_Exercise material_.
------------------------------------------------------------

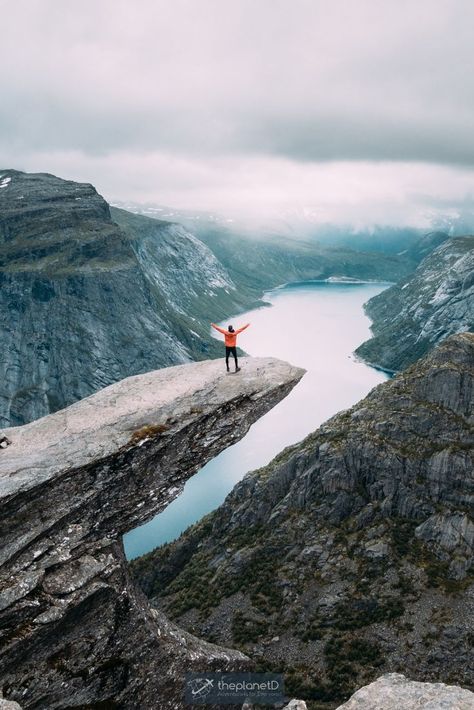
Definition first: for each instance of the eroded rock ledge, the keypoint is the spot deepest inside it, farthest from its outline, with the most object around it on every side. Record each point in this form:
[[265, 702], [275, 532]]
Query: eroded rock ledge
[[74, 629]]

------------------------------------------------------------

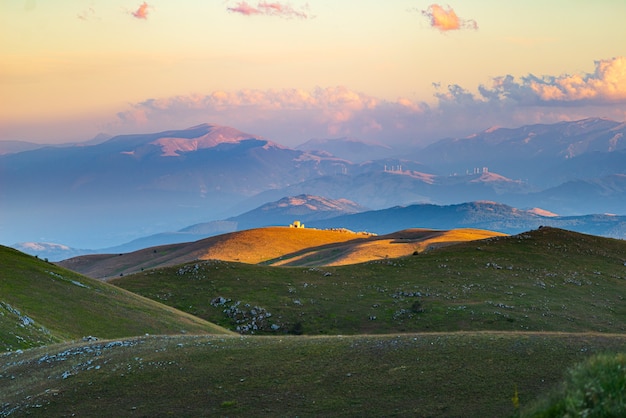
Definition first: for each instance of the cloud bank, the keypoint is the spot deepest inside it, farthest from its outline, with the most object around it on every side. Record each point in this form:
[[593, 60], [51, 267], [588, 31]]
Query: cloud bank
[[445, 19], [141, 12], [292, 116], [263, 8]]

------------------------------------------------------------

_Exercise_.
Return, unchanged, the lines that begin with the line containing "Definition first: for each instance of the eroded" and end with the line containing "[[74, 629]]", both of those lines included.

_Response for this exercise_.
Definition first: for each instance of the eroded rock ledge, the keypoint is the spot deepest inside it, farthest from its outline, with the most object around it on every side. Record each point in this form:
[[265, 702], [275, 532]]
Query: eroded rock ledge
[[74, 629]]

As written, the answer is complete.